PROBLEM>
From the rows below, extract each one that contains the string "winter" and copy it out in full. Matching is case-sensitive.

INFORMATION SUPPLIED>
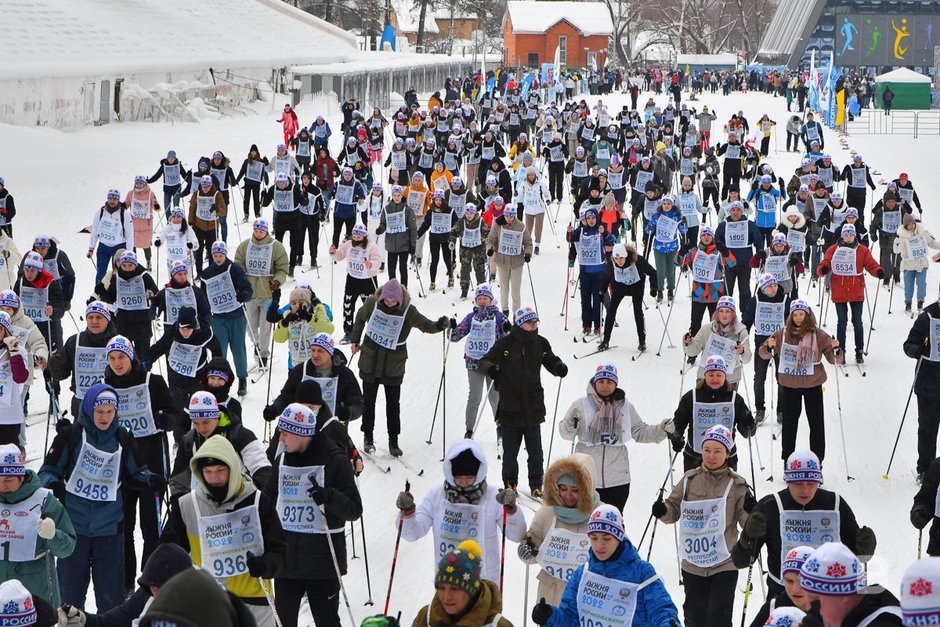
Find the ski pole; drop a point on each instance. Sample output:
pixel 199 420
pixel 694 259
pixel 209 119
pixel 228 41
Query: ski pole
pixel 903 417
pixel 551 440
pixel 391 576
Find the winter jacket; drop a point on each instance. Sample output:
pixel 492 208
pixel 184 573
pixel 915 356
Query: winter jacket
pixel 654 606
pixel 917 345
pixel 486 610
pixel 608 450
pixel 850 289
pixel 261 285
pixel 514 262
pixel 182 528
pixel 518 359
pixel 93 519
pixel 383 365
pixel 479 314
pixel 33 574
pixel 308 555
pixel 902 247
pixel 701 484
pixel 243 289
pixel 427 516
pixel 747 549
pixel 348 392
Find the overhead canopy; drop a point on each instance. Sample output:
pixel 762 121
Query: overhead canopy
pixel 902 75
pixel 535 18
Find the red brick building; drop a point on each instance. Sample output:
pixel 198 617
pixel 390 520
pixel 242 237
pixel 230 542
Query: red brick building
pixel 533 29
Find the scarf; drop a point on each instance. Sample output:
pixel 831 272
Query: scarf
pixel 472 495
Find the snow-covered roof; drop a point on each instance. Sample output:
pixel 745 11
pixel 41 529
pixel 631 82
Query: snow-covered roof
pixel 56 38
pixel 531 17
pixel 902 75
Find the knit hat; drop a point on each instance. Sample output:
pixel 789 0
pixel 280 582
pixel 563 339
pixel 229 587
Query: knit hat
pixel 727 302
pixel 920 592
pixel 465 463
pixel 203 406
pixel 766 280
pixel 785 617
pixel 606 519
pixel 460 567
pixel 12 463
pixel 192 599
pixel 802 465
pixel 166 560
pixel 301 295
pixel 832 570
pixel 794 559
pixel 526 314
pixel 16 604
pixel 186 319
pixel 98 307
pixel 122 344
pixel 605 371
pixel 9 298
pixel 716 363
pixel 324 341
pixel 299 420
pixel 6 323
pixel 392 290
pixel 800 305
pixel 720 434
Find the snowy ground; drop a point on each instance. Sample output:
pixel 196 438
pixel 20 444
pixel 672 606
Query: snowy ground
pixel 60 178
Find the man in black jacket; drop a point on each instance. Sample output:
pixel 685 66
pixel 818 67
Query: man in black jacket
pixel 310 504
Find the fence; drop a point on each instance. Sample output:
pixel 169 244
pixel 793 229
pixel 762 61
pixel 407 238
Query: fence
pixel 900 122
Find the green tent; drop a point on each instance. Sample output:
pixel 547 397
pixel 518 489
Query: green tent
pixel 911 90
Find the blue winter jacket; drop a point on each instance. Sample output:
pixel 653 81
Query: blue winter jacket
pixel 670 247
pixel 654 607
pixel 93 519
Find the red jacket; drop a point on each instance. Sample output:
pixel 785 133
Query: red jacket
pixel 850 289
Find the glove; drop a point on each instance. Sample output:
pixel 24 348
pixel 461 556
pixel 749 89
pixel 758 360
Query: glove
pixel 677 441
pixel 507 498
pixel 865 543
pixel 920 516
pixel 256 565
pixel 46 528
pixel 405 503
pixel 71 616
pixel 526 549
pixel 542 612
pixel 317 492
pixel 156 483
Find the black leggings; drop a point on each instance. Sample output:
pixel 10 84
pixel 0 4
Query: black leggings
pixel 439 249
pixel 399 261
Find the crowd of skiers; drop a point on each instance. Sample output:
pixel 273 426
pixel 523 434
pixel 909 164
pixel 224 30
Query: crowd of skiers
pixel 157 439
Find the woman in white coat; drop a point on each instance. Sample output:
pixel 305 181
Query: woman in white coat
pixel 465 507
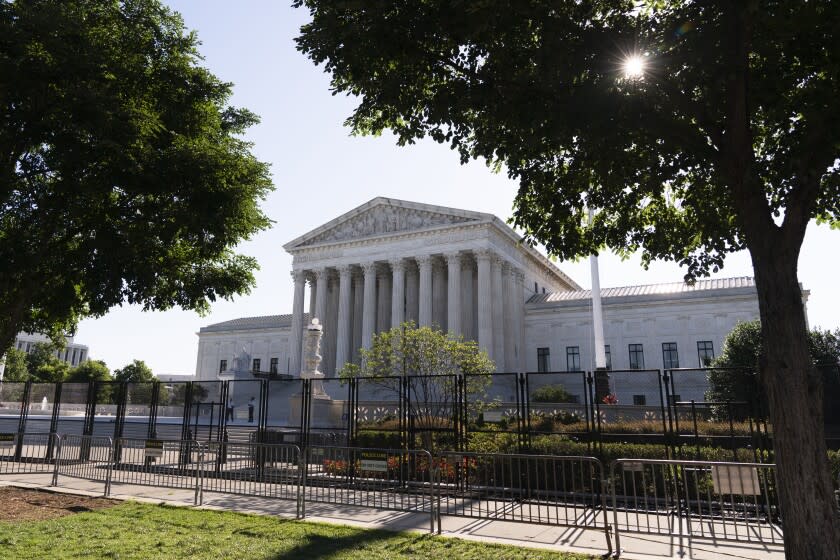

EXPECTED ANSWER>
Find the winter jacket; drop a point on each instance. Sample output:
Query: winter jacket
Find the blue winter jacket; drop a point on each instance. Sample output:
Query: blue winter jacket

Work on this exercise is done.